── Texte proposé

Erri de Luca : Oui, c’est comparable sur l’échelle de la nécessité majeure d’une aide et d’un soutien. J’ai pu constater qu’il y a un soutien et une solidarité européenne qui n'existaient pas à l'époque de la guerre de Bosnie, qui a causé la destruction de l'ex-Yougoslavie. C'était une guerre qui pouvait se poursuivre tranquillement au centre de l'Europe, sans trop de soucis. Au contraire, tout au long de la frontière ukrainienne, de la mer Baltique jusqu’à la mer Noire, on constate le soutien de l’Europe. Il y a une prise de conscience beaucoup plus intense de l’Europe que lors de la guerre de Bosnie.

Pourquoi avoir voulu aller en personne en Ukraine ?

Parce que l’ONG me l'a demandé et il y a des invitations qui sont pour moi des ordres. Je suis donc parti avec eux et je me suis retrouvé aux côtés de ce qu’il y a de meilleur parmi les citoyens italiens.

────

Répondez aux questions suivantes d'après l'entretien avec Erri de Luca.
1. Quelle guerre a causé la destruction de l'ex-Yougoslavie ?
2. Entre quelles mers s'étend la zone de la frontière ukrainienne où l'on constate le soutien de l'Europe ?
3. Qui a demandé à Erri de Luca de se rendre en Ukraine ?

── Extrait de données

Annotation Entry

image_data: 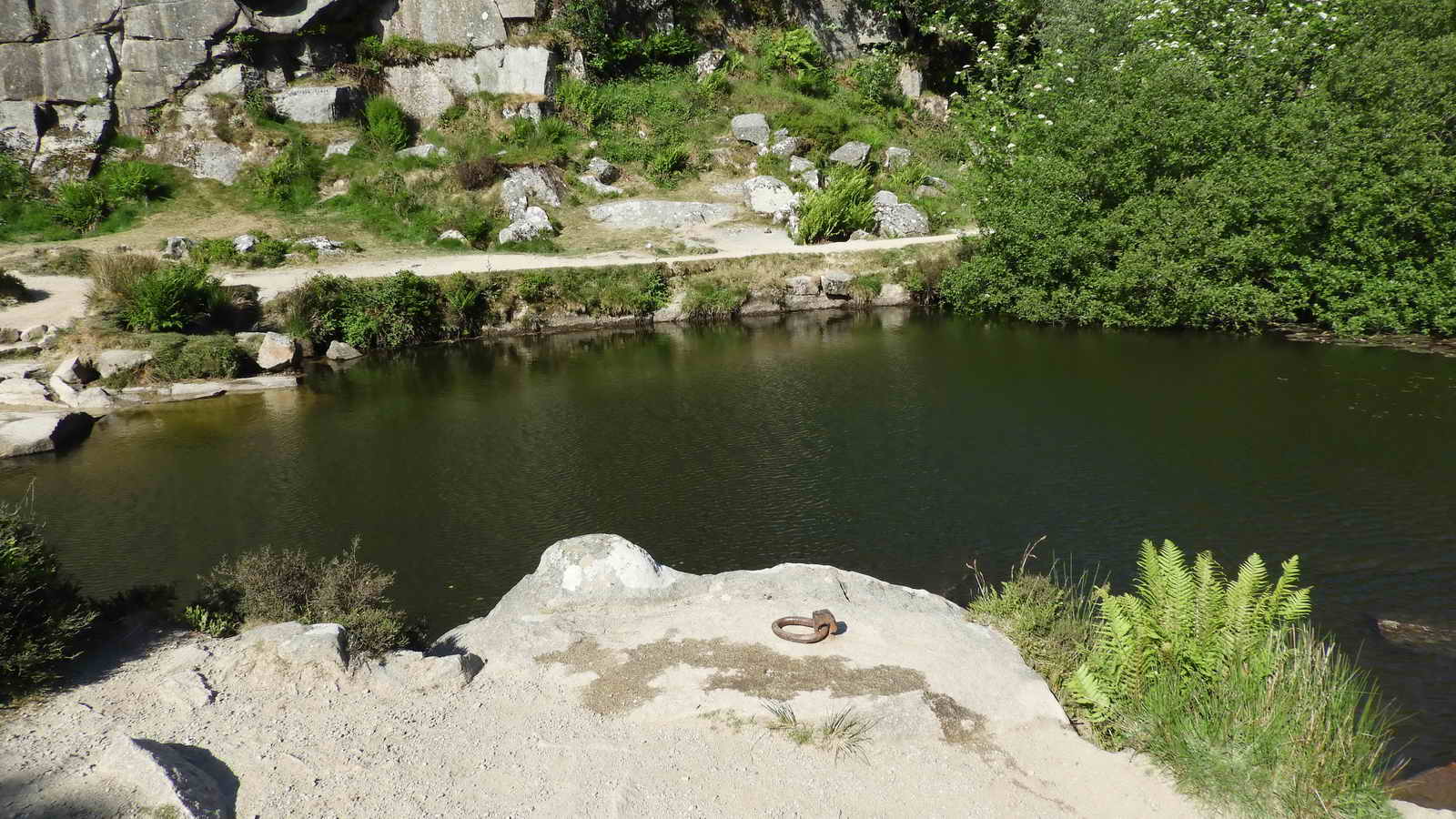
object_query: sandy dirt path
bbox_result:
[0,232,961,329]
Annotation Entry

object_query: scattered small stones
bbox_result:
[323,140,359,159]
[577,174,626,197]
[731,114,772,146]
[294,236,344,254]
[828,141,869,167]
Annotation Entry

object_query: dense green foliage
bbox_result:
[0,152,175,242]
[187,538,412,656]
[945,0,1456,332]
[364,96,410,152]
[146,335,257,382]
[1067,541,1310,724]
[970,542,1393,817]
[0,506,96,700]
[794,169,875,245]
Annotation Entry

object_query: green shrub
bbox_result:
[364,96,410,153]
[794,169,875,245]
[1068,541,1310,724]
[646,147,693,188]
[844,54,905,114]
[245,137,323,210]
[944,0,1456,334]
[146,335,253,382]
[271,276,355,346]
[0,271,31,305]
[342,269,442,349]
[970,542,1393,819]
[440,272,490,339]
[51,179,111,233]
[682,276,748,320]
[96,159,167,203]
[556,267,668,317]
[189,538,410,656]
[515,271,555,305]
[0,506,96,700]
[115,262,228,332]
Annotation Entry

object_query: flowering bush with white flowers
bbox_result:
[942,0,1456,334]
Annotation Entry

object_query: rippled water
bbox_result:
[0,312,1456,768]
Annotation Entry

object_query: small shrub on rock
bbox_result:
[344,269,442,349]
[187,538,410,654]
[0,506,96,700]
[794,169,875,245]
[147,335,252,382]
[364,96,410,153]
[115,262,230,332]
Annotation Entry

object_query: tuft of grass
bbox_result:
[682,276,748,320]
[760,701,878,763]
[820,708,878,763]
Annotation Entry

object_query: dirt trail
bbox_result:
[0,230,961,328]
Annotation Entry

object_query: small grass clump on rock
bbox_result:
[189,538,412,656]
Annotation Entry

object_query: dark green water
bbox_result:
[0,312,1456,766]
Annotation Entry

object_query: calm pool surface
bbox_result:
[0,312,1456,770]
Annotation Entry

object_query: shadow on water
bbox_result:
[0,310,1456,770]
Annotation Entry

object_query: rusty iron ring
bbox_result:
[772,609,839,642]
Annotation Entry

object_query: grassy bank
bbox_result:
[970,542,1393,817]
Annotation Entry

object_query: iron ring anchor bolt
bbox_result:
[774,609,839,642]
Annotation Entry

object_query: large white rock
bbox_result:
[258,332,298,373]
[97,734,231,819]
[743,177,799,214]
[96,349,151,378]
[384,46,556,123]
[500,167,566,221]
[828,141,869,165]
[587,199,738,228]
[497,206,556,245]
[323,341,362,361]
[383,0,507,48]
[0,411,93,458]
[820,269,854,298]
[274,86,359,124]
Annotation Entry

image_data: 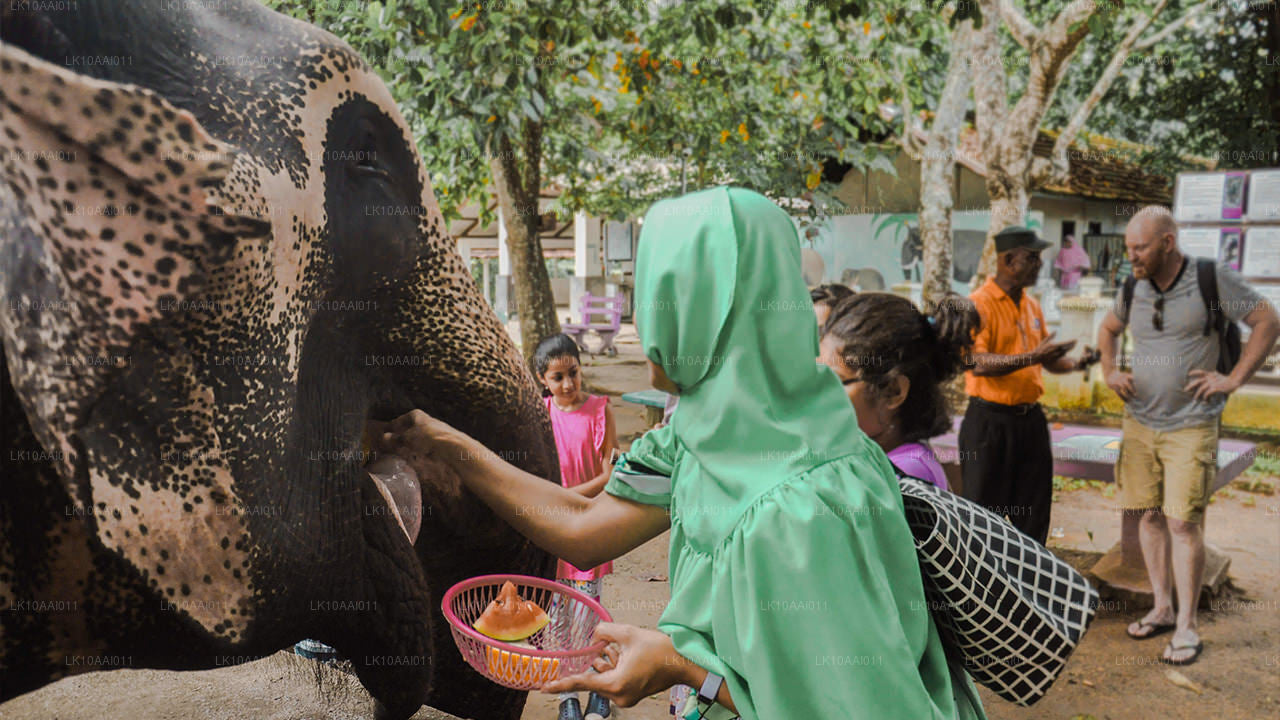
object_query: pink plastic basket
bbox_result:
[440,575,613,691]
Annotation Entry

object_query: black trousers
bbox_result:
[959,397,1053,544]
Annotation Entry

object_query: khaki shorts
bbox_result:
[1116,414,1219,524]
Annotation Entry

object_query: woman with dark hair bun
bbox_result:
[819,292,982,489]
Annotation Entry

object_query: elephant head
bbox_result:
[0,0,558,717]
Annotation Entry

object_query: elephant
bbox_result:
[0,0,559,719]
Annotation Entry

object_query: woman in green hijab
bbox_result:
[378,187,983,720]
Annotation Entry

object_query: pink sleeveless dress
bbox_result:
[543,395,613,580]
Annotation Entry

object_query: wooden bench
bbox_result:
[561,292,626,357]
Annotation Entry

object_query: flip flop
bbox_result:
[1124,623,1178,641]
[1160,642,1204,665]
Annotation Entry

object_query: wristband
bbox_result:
[698,673,724,705]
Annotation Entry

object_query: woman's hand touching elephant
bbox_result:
[374,410,465,497]
[541,623,732,707]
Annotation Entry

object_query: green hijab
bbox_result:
[635,187,861,520]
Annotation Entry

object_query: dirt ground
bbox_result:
[0,326,1280,720]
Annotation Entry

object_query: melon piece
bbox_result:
[471,580,550,642]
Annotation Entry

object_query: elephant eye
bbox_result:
[352,159,392,182]
[352,127,392,181]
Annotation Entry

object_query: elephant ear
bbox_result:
[0,44,269,474]
[0,42,270,627]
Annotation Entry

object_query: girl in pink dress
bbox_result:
[534,333,618,720]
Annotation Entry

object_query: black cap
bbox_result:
[996,225,1050,252]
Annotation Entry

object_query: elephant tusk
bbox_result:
[365,455,422,544]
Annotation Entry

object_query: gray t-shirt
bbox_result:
[1115,258,1262,430]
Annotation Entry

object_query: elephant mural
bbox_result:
[0,0,558,719]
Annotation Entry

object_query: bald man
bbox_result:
[1098,205,1280,665]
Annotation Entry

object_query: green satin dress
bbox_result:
[607,187,984,720]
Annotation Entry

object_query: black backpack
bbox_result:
[1120,258,1240,375]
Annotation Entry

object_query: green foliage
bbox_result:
[1046,0,1280,176]
[268,0,945,220]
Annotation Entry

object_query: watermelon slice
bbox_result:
[471,580,550,642]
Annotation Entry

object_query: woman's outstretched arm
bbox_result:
[381,410,671,568]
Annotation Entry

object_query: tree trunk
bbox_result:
[489,122,561,372]
[920,20,973,313]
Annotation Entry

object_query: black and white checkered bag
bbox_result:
[899,477,1098,706]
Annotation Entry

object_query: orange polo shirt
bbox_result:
[964,278,1048,405]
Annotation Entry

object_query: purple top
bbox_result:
[888,442,951,489]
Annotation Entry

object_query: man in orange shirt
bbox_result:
[959,225,1083,544]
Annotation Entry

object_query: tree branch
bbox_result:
[1133,0,1213,53]
[1032,0,1169,187]
[1000,0,1041,50]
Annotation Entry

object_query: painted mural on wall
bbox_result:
[800,210,1044,293]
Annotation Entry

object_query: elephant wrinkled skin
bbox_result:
[0,0,558,719]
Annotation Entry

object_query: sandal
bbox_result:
[1124,621,1178,641]
[1160,641,1204,665]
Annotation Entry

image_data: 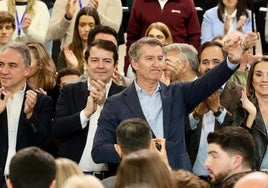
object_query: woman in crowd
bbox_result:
[57,7,100,73]
[115,150,174,188]
[144,22,173,46]
[55,158,83,188]
[26,42,58,103]
[233,57,268,171]
[0,0,50,45]
[201,0,252,44]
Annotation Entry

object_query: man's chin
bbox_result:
[210,173,227,185]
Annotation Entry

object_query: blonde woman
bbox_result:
[0,0,50,44]
[26,42,56,91]
[144,22,173,46]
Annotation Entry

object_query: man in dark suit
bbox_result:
[53,39,124,179]
[92,33,257,170]
[0,43,53,187]
[186,41,242,179]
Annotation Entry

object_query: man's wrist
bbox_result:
[64,14,72,21]
[193,110,202,121]
[213,106,224,117]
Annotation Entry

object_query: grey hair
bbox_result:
[128,37,163,61]
[163,43,198,73]
[0,42,31,67]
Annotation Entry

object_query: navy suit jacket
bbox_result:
[52,81,125,163]
[92,61,238,170]
[186,81,243,165]
[0,85,53,187]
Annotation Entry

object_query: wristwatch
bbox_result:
[213,106,224,117]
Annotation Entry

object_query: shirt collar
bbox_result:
[87,79,112,97]
[134,79,161,93]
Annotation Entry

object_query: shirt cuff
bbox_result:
[227,57,240,70]
[189,112,199,130]
[80,110,89,129]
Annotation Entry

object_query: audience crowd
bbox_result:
[0,0,268,188]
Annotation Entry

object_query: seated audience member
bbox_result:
[0,11,16,49]
[172,170,210,188]
[62,175,104,188]
[55,158,84,188]
[57,7,100,74]
[7,147,56,188]
[0,42,53,187]
[102,118,167,188]
[161,43,198,85]
[144,22,173,46]
[233,57,268,170]
[26,42,58,97]
[91,32,257,170]
[222,171,251,188]
[47,0,122,49]
[114,149,174,188]
[57,68,81,89]
[0,0,50,45]
[52,39,124,179]
[201,0,255,44]
[205,126,254,187]
[234,172,268,188]
[124,0,201,74]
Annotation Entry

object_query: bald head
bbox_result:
[234,172,268,188]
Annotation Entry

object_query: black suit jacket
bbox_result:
[52,81,125,163]
[0,85,53,187]
[186,81,242,165]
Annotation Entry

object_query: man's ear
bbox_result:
[130,59,139,70]
[49,179,56,188]
[6,178,13,188]
[114,144,123,158]
[232,155,243,170]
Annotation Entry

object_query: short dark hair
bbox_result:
[9,147,56,188]
[85,39,118,64]
[87,25,118,45]
[116,118,152,155]
[197,41,227,64]
[207,126,254,168]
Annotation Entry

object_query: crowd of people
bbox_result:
[0,0,268,188]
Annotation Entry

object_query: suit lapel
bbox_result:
[16,84,31,147]
[123,82,146,120]
[160,82,172,138]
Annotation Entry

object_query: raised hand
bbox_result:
[206,90,221,112]
[63,47,78,68]
[84,80,106,118]
[24,90,37,119]
[223,15,230,36]
[241,87,257,128]
[89,80,106,105]
[236,15,247,32]
[84,95,97,118]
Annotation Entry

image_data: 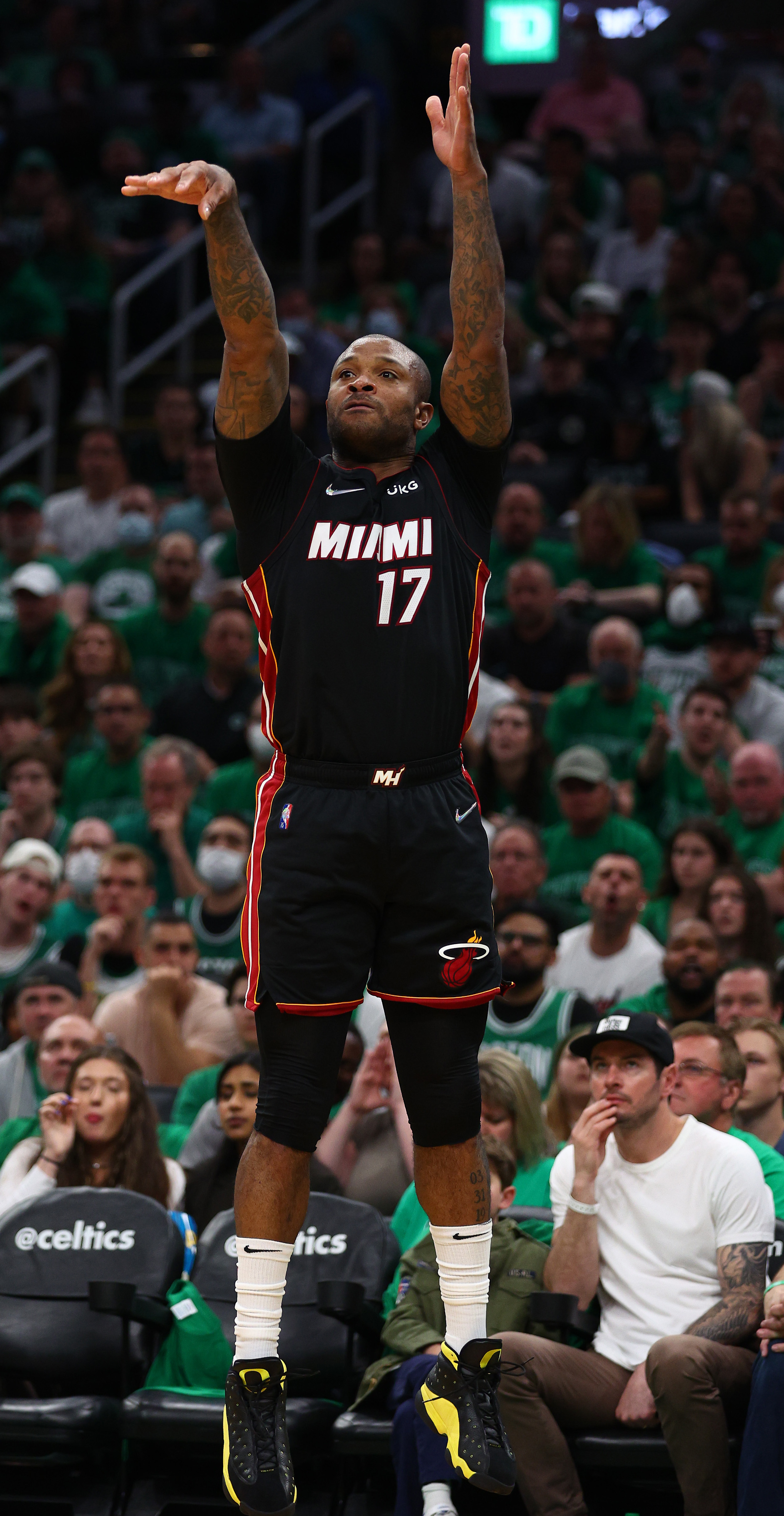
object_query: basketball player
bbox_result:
[123,44,514,1516]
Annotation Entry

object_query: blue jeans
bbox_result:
[737,1352,784,1516]
[387,1352,455,1516]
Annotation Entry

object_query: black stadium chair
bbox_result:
[123,1193,399,1516]
[0,1189,182,1510]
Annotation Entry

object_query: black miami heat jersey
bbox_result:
[215,397,507,764]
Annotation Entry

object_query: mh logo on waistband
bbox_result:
[373,764,405,788]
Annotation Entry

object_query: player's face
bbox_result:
[326,336,432,462]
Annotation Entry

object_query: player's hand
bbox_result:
[38,1094,76,1163]
[121,158,237,221]
[346,1037,391,1116]
[616,1363,658,1426]
[425,43,484,176]
[757,1280,784,1358]
[572,1101,617,1181]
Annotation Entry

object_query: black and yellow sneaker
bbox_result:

────

■ Corrigé
1. La guerre de Bosnie.
2. De la mer Baltique jusqu'à la mer Noire.
3. L'ONG.